Please reproduce each of the following lines word for word.

──────────

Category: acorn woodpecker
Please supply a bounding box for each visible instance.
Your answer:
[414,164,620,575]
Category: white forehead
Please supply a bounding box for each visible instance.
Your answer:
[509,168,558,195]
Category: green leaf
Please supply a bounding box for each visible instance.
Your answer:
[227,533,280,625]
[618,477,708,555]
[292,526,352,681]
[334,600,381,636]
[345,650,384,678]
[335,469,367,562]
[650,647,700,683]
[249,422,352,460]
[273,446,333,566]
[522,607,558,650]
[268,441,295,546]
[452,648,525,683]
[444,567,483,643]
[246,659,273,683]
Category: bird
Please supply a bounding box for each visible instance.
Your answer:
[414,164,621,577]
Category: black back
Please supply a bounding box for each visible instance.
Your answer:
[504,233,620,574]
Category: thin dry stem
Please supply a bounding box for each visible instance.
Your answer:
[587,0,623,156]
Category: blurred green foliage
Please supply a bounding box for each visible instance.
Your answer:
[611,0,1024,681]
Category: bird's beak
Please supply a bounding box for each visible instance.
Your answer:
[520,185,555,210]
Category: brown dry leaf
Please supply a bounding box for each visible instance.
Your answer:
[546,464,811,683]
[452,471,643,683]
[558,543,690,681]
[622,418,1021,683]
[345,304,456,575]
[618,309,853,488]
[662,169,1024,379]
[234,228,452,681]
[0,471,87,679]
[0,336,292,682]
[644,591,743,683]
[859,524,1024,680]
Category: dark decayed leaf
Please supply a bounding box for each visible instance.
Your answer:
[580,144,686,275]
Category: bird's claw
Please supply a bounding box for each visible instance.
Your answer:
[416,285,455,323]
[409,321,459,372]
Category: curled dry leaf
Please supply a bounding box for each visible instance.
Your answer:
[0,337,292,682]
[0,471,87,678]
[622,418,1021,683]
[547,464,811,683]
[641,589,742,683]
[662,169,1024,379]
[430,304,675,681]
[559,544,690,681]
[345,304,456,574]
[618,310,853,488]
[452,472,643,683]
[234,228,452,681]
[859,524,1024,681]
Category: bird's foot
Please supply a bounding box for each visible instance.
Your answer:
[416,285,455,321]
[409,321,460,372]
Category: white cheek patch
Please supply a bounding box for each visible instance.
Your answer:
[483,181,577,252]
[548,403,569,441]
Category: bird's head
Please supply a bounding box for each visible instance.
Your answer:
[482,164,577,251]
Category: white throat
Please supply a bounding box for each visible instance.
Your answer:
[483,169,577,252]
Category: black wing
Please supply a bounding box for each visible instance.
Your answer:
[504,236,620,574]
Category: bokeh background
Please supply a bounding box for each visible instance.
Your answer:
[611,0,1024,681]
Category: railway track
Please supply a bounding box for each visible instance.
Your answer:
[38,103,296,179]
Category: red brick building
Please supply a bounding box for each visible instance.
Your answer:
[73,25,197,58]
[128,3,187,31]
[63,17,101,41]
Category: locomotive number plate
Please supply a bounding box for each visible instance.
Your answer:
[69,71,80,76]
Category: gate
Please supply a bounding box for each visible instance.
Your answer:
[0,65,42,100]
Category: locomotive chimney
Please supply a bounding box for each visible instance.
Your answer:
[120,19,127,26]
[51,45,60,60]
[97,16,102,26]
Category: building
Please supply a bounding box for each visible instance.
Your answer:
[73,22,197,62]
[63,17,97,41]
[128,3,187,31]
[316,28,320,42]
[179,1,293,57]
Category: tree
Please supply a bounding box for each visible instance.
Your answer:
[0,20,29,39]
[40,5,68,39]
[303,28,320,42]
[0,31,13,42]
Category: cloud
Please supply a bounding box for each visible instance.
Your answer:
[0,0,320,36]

──────────

*Complete answer:*
Category: acorn woodpecker
Please supply a bounding box for each visible instance.
Your answer:
[414,164,620,575]
Category: white forehead
Please supply a bounding box for each visible instance.
Your answer:
[509,168,558,195]
Category: green leaf
Please supply a bounding box for each visible instance.
Your answer:
[227,533,280,625]
[618,477,708,555]
[292,526,352,681]
[334,600,381,636]
[345,650,384,678]
[335,469,367,562]
[650,647,700,683]
[249,422,352,460]
[273,446,333,566]
[522,607,558,650]
[268,441,295,546]
[452,648,525,683]
[444,567,483,643]
[246,659,273,683]
Category: bird
Please supply a bounding box for each visible instance.
Your answer:
[414,164,621,577]
Category: black back
Please supply a bounding box for each visible instance.
Your answer:
[504,233,620,574]
Category: thin dry stem
Please supply a bounding box for each visible instance.
Your answer:
[587,0,623,156]
Category: blurred green foliage
Please supply a bounding box for each visible instance.
Your answer:
[611,0,1024,681]
Category: bird's beak
Please supply a bounding box for each visible instance.
Your answer:
[520,185,555,210]
Category: brown dry leaf
Please supply a bounding box for each visible instance.
Your answer:
[546,464,811,683]
[452,471,643,683]
[558,543,690,681]
[622,418,1021,683]
[345,304,456,575]
[618,309,853,488]
[662,169,1024,379]
[234,228,452,681]
[0,471,87,679]
[0,336,292,682]
[644,591,743,683]
[859,524,1024,680]
Category: dark decayed leaf
Please supply a bounding box for each visible instance.
Your answer:
[580,144,686,275]
Category: bird's claw
Please supply a bounding box for each visible instance.
Your answer:
[416,285,455,323]
[409,321,459,372]
Category: curled dry leaf
Please supply a bounding box for each visible instance.
Your answer:
[0,337,292,682]
[0,471,87,678]
[622,418,1021,683]
[547,464,811,683]
[641,589,742,683]
[662,169,1024,379]
[430,304,675,681]
[559,544,690,681]
[345,304,456,574]
[618,310,853,488]
[452,472,643,683]
[234,228,452,681]
[859,524,1024,681]
Category: bird's foot
Please supply a bounding box for each visible instance.
Your answer:
[416,285,455,321]
[409,321,460,372]
Category: white cheek patch
Please supply a bounding box for each visible instance.
Your answer:
[483,181,577,252]
[548,403,569,441]
Category: bird's head
Please supply a bounding box for each visible instance.
Your answer:
[482,164,577,251]
Category: white throat
Please supply a bounding box for each visible instance.
Your answer:
[483,169,577,252]
Category: black wing
Please supply a bounding box for each visible instance.
Your answer:
[504,236,620,574]
Category: bokeh background
Please supply a bounding box for each visible instance.
Your answer:
[611,0,1024,681]
Category: railway track
Please supply a bounding box for each visible instance.
Your answer:
[38,103,296,179]
Category: red brick building
Please supply a bounding box for each visible instance.
Your answer:
[73,25,197,58]
[128,3,187,31]
[63,17,101,41]
Category: locomotive number plate
Please supply a bounding box for each visible instance.
Your answer:
[69,71,80,76]
Category: gate
Please supply a bounding box for each visible instance.
Your answer:
[0,65,42,100]
Category: locomotive chimney
Please supply a bounding box for each visible instance.
Your answer:
[120,19,127,26]
[51,45,60,60]
[97,16,102,26]
Category: building
Please supply a bounding box for each visible instance.
Your answer:
[73,22,197,62]
[63,17,97,41]
[128,3,187,31]
[316,28,320,42]
[179,1,293,57]
Category: tree
Please supply a bounding box for each visible instance.
Your answer:
[0,20,29,39]
[40,5,68,39]
[303,28,320,42]
[0,31,13,42]
Category: cloud
Please supply a bounding box for each visible instance.
Your answer:
[0,0,320,36]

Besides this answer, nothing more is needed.